REQUEST: Turn the records below into a Markdown table with two columns, Row and Record line, covering only the span from the line containing "Exercise. For every instance of the vertical" down to the line containing "point(520, 175)", both ends included. Number each row and leave out any blank lines.

EXERCISE INPUT:

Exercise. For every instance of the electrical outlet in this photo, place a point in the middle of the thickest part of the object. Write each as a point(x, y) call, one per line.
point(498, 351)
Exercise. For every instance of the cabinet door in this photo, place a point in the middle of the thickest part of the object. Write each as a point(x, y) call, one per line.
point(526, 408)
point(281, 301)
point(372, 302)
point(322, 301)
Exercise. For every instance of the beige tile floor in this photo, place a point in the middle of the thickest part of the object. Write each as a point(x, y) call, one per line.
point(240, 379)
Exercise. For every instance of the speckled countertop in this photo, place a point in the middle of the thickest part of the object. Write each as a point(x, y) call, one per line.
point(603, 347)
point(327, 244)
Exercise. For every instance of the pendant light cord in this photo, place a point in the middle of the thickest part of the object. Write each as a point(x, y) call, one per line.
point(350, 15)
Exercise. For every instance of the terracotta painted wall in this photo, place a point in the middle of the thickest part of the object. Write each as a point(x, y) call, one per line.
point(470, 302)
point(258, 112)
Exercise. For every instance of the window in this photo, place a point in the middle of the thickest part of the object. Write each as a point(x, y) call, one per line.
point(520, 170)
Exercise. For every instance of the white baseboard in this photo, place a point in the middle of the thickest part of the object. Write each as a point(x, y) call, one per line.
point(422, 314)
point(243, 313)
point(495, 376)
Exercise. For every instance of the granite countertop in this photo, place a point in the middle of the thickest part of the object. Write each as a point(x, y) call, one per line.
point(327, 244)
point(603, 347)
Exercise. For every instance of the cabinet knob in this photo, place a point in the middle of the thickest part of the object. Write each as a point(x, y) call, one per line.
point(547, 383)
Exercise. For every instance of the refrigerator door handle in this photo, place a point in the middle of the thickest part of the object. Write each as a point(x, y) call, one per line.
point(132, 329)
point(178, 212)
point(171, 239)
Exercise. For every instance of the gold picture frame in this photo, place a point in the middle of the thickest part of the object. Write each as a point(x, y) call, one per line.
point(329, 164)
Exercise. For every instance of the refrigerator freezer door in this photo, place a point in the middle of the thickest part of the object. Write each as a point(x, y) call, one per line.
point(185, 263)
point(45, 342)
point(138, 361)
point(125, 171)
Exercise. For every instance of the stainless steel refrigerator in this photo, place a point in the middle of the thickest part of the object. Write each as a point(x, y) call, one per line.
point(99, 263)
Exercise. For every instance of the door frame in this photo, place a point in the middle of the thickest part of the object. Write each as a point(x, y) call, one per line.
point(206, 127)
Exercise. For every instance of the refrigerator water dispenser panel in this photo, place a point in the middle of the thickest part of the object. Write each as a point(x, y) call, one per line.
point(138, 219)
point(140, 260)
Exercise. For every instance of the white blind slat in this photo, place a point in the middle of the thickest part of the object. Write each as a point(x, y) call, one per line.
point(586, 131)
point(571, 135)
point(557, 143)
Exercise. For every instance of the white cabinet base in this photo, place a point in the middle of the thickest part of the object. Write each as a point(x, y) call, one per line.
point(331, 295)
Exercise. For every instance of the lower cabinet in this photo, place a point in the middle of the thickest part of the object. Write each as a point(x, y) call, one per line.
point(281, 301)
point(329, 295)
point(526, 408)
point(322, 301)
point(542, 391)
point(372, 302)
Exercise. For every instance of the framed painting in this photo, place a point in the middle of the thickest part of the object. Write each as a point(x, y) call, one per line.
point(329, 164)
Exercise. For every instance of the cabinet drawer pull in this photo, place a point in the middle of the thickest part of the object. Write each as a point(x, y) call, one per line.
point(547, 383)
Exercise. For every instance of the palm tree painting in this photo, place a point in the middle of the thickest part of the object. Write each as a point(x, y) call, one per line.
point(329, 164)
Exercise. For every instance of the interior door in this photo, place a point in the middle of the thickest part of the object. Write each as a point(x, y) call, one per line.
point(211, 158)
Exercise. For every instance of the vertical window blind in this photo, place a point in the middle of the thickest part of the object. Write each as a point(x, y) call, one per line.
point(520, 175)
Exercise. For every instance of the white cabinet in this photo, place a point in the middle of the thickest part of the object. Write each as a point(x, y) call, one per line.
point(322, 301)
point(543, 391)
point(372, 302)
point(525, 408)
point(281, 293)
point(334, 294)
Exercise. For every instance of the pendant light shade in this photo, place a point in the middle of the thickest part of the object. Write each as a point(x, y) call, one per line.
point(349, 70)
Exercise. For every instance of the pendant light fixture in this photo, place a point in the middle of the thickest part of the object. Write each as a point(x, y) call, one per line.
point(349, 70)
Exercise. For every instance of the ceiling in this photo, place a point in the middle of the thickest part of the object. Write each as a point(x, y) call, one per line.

WRITTEN SOLUTION:
| Row | Record line |
|---|---|
| 1 | Exercise. For every instance of the vertical window blind in this photo, place a point in the middle of the thickest part of the object. Write each as a point(x, y) call, one per line. |
| 2 | point(520, 175) |